* Source passage:
begin

The other major technical advance is the way we’re treating rainfall, particular in the summer. So we have a new modelling system, which is the modelling system we use in the Met Office for forecasting local weather on a daily basis. And we’re able to do, for the first time, climate simulations with this very detailed model. And the difference in this model is that it actually represents thunderstorms explicitly, rather than having to represent them in a rather indirect way. So we think that the projections of the changes to those intense rainfalls with thunderstorms, particularly in the summer, will be different and interesting and more faithful.
CB: What kind of resolution are we talking? Is it across a county level, a city level? In terms of kilometres, what kind of resolution?
SB: So, these fine-scale simulations will be a two-kilometre resolution, so if we contrast that with the 12 kilometre or 20 kilometre that previous generations had, this is quite a big advance. And it’s not just the rainfall that’s captured better here, it’s also the catchment, the river catchments that collect the rainfall and direct those into rivers, which is so important for controlling flooding. That’s also captured at that scale. So I think this is a major advance.
CB: And we’ve seen a recent paper – yesterday, in fact – a couple of papers, talking about how there’s been a weakening of AMOC over the past 50 years, or 100 years or so, and that could potentially have great impact on the UK. So how do these new projections deal with something like that? Or is that too new, in a way, for it to be incorporated?

end

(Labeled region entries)
begin

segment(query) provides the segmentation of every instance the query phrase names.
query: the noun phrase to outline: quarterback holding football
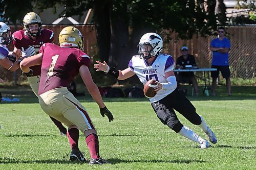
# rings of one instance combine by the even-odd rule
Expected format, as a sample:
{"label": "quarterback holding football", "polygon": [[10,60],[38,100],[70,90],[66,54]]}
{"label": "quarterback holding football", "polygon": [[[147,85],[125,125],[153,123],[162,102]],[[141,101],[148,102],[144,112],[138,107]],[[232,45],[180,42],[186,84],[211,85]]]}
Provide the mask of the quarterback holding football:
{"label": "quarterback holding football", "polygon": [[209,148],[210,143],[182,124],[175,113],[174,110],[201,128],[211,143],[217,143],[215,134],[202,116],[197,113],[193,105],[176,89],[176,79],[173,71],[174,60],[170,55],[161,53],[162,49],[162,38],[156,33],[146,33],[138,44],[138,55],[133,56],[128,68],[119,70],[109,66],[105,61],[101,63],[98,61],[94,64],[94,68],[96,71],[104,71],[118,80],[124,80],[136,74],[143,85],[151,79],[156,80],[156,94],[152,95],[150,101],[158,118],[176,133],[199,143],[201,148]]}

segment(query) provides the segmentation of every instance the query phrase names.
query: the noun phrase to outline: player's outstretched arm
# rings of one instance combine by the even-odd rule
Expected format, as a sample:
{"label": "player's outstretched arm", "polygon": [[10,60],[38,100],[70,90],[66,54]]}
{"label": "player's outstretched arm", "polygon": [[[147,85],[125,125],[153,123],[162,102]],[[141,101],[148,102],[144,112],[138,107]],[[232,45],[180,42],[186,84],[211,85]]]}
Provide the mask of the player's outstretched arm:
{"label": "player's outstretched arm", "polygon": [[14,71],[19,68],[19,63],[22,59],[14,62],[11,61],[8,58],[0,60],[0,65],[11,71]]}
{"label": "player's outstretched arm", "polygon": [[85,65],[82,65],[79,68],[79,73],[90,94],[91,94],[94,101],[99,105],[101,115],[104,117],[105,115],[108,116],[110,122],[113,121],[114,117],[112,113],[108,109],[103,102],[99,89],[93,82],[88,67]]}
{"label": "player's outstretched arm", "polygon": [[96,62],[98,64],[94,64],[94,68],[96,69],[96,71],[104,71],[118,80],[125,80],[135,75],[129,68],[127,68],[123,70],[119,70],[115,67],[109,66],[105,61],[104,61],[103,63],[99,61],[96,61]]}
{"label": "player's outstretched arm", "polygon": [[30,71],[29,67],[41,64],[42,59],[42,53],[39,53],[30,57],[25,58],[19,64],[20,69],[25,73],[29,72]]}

end

* Short exercise A:
Could you repeat the part of the interview transcript from "CB: And we’ve" up to and including "to be incorporated?"?
* Short exercise B:
Reproduce the entries from their start up to and including the line containing "Provide the mask of the quarterback", leaving out the pictures.

* Finished answer A:
CB: And we’ve seen a recent paper – yesterday, in fact – a couple of papers, talking about how there’s been a weakening of AMOC over the past 50 years, or 100 years or so, and that could potentially have great impact on the UK. So how do these new projections deal with something like that? Or is that too new, in a way, for it to be incorporated?

* Finished answer B:
segment(query) provides the segmentation of every instance the query phrase names.
query: the noun phrase to outline: quarterback holding football
# rings of one instance combine by the even-odd rule
Expected format, as a sample:
{"label": "quarterback holding football", "polygon": [[10,60],[38,100],[70,90],[66,54]]}
{"label": "quarterback holding football", "polygon": [[[147,85],[125,125],[153,123],[162,102]],[[141,101],[148,102],[144,112],[138,107]],[[232,45],[180,42],[186,84],[211,85]]]}
Provide the mask of the quarterback holding football:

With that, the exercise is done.